_Task list_
1. In his quoted remarks in the passage on pancreatic cancer chemotherapy resistance, what does Yutaka Kondo say about pancreatic cancer? List each point.
2. Write the next part of the passage on pancreatic cancer chemotherapy resistance, starting after its last sentence.

_Source passage_
....

Nagoya University researchers and colleagues in Japan have uncovered a molecular pathway that enhances chemotherapy resistance in some pancreatic cancer patients. Targeting an RNA to interrupt its activity could improve patient response to therapy and increase their overall survival.
“Pancreatic cancer is one of the most aggressive human malignancies, with an overall median survival that is less than five months,” says cancer biologist Yutaka Kondo of Nagoya University Graduate School of Medicine. “This poor prognosis is partially due to a lack of potent therapeutic strategies against pancreatic cancer, so more effective treatments are urgently needed.”
Kondo and his colleagues focused their attention on a long noncoding RNA (lncRNA) called taurine upregulating gene 1 (TUG1). lncRNAs are gene regulators, several of which have recently been identified for helping some cancers resist chemotherapy. TUG1 is already known for being overexpressed in gastrointestinal cancers that have poor prognosis and are resistant to chemotherapy.

....

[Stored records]
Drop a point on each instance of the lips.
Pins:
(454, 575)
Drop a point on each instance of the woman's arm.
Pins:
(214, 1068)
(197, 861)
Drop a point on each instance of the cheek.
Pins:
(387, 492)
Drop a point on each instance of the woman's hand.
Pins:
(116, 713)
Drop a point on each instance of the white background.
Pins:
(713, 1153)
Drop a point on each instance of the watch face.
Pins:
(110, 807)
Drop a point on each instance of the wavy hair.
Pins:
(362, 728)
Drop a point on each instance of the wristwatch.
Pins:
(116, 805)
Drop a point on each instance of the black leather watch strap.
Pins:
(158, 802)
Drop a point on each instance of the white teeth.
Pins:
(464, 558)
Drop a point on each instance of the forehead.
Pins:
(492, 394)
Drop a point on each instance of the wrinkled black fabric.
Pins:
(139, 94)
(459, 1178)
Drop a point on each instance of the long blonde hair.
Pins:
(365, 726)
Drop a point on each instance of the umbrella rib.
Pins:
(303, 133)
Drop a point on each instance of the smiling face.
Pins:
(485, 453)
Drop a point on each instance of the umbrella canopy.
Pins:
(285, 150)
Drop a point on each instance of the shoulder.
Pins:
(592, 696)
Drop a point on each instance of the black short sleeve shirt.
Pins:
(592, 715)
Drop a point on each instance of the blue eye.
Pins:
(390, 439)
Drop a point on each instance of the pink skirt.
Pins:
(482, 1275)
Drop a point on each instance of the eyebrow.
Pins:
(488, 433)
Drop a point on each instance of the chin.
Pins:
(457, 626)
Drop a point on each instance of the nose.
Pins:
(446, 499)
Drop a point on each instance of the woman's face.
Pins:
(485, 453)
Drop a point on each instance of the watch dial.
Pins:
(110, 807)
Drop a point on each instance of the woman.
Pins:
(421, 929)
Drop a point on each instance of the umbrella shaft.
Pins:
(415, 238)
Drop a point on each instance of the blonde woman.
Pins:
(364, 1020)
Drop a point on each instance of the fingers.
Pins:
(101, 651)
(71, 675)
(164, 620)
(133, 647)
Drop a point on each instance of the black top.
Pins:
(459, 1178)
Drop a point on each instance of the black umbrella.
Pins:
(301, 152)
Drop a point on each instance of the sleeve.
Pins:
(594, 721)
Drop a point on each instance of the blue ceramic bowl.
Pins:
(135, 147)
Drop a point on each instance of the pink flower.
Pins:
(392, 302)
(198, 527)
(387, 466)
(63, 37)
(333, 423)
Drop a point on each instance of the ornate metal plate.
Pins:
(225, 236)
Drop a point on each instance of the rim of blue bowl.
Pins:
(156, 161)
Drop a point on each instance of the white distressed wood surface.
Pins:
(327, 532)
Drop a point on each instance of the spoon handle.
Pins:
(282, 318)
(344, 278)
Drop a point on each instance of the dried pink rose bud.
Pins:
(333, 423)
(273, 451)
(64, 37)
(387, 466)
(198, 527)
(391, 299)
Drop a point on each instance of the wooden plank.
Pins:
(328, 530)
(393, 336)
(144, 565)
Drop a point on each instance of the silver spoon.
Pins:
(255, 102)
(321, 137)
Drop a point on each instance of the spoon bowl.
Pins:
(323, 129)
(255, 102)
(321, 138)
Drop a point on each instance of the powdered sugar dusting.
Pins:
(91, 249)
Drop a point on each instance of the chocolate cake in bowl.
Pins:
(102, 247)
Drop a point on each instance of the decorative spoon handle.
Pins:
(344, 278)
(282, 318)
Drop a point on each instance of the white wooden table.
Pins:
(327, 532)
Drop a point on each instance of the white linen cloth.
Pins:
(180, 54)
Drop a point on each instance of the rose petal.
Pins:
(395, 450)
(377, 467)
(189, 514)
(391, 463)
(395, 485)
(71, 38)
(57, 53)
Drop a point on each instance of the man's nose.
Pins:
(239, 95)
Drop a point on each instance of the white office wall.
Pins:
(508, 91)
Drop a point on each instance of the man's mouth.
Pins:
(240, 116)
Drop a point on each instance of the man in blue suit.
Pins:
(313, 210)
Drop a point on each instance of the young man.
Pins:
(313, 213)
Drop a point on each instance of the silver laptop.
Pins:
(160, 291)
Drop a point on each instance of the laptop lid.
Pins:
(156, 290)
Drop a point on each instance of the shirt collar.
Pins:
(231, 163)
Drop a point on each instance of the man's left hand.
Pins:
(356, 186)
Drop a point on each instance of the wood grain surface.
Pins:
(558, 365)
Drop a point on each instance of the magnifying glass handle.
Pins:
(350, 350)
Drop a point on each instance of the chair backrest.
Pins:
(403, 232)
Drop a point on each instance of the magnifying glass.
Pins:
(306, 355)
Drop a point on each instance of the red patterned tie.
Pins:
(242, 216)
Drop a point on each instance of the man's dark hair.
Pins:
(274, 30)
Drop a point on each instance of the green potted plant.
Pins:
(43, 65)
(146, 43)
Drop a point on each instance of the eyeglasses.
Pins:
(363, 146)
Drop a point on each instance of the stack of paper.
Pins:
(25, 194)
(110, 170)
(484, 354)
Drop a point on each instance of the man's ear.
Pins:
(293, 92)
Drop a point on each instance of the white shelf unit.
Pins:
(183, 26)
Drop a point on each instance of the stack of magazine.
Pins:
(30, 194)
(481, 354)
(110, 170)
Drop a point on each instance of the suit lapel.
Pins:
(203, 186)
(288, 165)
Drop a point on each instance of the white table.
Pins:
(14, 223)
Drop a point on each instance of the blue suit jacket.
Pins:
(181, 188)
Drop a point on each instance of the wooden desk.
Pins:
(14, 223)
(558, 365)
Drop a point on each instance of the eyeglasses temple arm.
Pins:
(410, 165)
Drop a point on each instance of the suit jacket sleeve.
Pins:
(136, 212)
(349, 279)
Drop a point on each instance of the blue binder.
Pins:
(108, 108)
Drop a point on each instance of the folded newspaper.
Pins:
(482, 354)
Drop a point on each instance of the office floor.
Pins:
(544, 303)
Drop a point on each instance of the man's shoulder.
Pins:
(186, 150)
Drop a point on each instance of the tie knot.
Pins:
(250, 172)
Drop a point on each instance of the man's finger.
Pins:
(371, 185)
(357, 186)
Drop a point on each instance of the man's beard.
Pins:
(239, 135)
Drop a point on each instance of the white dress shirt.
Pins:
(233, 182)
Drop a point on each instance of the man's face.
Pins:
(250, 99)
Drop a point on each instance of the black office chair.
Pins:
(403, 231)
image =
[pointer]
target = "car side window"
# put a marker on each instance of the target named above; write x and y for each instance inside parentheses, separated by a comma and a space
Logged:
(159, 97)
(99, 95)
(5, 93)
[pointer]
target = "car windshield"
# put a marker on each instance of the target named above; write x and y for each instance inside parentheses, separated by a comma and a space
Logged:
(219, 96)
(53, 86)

....

_Response list_
1.
- It is one of the most aggressive human malignancies.
- Its overall median survival is less than five months.
- Its poor prognosis is partially due to a lack of potent therapeutic strategies against it.
- More effective treatments are urgently needed.

2.
The researchers found TUG1 was overexpressed in a group of patients with pancreatic ductal adenocarcinoma. These patients were resistant to the standard chemotherapy treatment 5-fluorouracil (5-FU), and died much sooner compared to cancer patients with low TUG1 expression levels.
Further laboratory tests showed TUG1 counteracts a specific microRNA, leading to increased activity of an enzyme, called dihydropyrimidine dehydrogenase, which breaks down 5-FU into a compound that can’t kill cancer cells.
Kondo and his team found they could suppress TUG1 during 5-FU treatment of mice with pancreatic cancer by using antisense oligonucleotides attached to a specially designed cancer-targeting drug delivery system. Antisense oligonucleotides interfere with gene expression.
“Our data provides evidence that our therapeutic approach against pancreatic cancer could be promising,” says Kondo.